_Texte fourni_:
Je me suis posé la question. Comment le yoga, enraciné dans la civilisation indienne et dont les origines remontent sans doute plusieurs millénaires avant notre ère, a-t-il bien pu attirer une française comme moi, grandie dans la culture judéo-chrétienne et (mais) éprise de liberté, chercheuse de sens, désireuse de se sentir bien dans son corps, d’être qui elle est et de l’exprimer joyeusement… avec ses peurs aussi en lien avec la sécurité, ses croyances, son élan de contribuer ?

Quelle drôle d’époque que la nôtre où l’homme, fort de sa puissance technologique, semblant maîtriser de plus en plus de phénomènes en lien avec la matière, se trouve bien dépourvu face à des évènements qui pour autant le dépassent. Ces crises extérieures, auxquelles il tente de faire face avec les moyens qui sont les siens, ne sont-ils pas le reflet de ses crises intérieures ?

_Données présentées_:
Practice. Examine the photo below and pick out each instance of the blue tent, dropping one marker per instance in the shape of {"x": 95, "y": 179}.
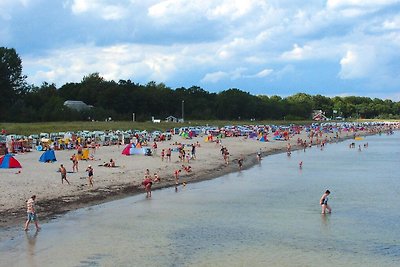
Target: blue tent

_Travail à faire_:
(1) Citez fidèlement le passage du texte sur le yoga qui commence à « Je me suis posé » et se termine à « ses crises intérieures ? ».
(2) Pour chaque affirmation, dites si elle concorde avec le texte sur le yoga : répondez par oui ou par non et citez à l'identique les mots du texte qui tranchent.
(a) Le yoga est enraciné dans la civilisation indienne.
(b) La personne qui écrit a grandi dans une culture bouddhiste.
(c) L'homme d'aujourd'hui maîtrise tous les phénomènes liés à la matière.

_Réponses dans l'ordre_:
(1)
Je me suis posé la question. Comment le yoga, enraciné dans la civilisation indienne et dont les origines remontent sans doute plusieurs millénaires avant notre ère, a-t-il bien pu attirer une française comme moi, grandie dans la culture judéo-chrétienne et (mais) éprise de liberté, chercheuse de sens, désireuse de se sentir bien dans son corps, d’être qui elle est et de l’exprimer joyeusement… avec ses peurs aussi en lien avec la sécurité, ses croyances, son élan de contribuer ?

Quelle drôle d’époque que la nôtre où l’homme, fort de sa puissance technologique, semblant maîtriser de plus en plus de phénomènes en lien avec la matière, se trouve bien dépourvu face à des évènements qui pour autant le dépassent. Ces crises extérieures, auxquelles il tente de faire face avec les moyens qui sont les siens, ne sont-ils pas le reflet de ses crises intérieures ?

(2)
(a) Oui : « enraciné dans la civilisation indienne »
(b) Non : « grandie dans la culture judéo-chrétienne »
(c) Non : « semblant maîtriser de plus en plus de phénomènes en lien avec la matière »